(Dataset entries)
= Beginning of Section =
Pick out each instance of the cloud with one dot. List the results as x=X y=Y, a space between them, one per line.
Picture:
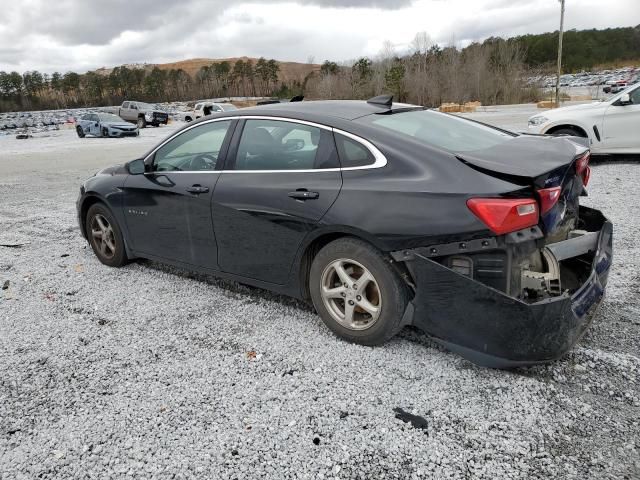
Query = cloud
x=80 y=35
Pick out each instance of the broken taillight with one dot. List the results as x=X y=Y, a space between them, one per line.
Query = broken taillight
x=583 y=169
x=548 y=198
x=504 y=215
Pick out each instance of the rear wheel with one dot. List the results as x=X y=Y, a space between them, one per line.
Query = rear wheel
x=356 y=292
x=105 y=236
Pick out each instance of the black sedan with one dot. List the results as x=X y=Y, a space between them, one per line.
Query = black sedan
x=382 y=215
= End of Section =
● TRY IT
The response must match the data line for line, from its first line through the line with "Pick out each instance of the broken", inclusive, and must leave out the pictures.

● WRITTEN RESPONSE
Pick out each instance of the cloud with one dot. List the results as x=X y=Y, a space between them, one per line.
Picture:
Query = cloud
x=80 y=35
Pick out each instance of the broken taillight with one dot. List the results as x=X y=Y, a space between them, one per line.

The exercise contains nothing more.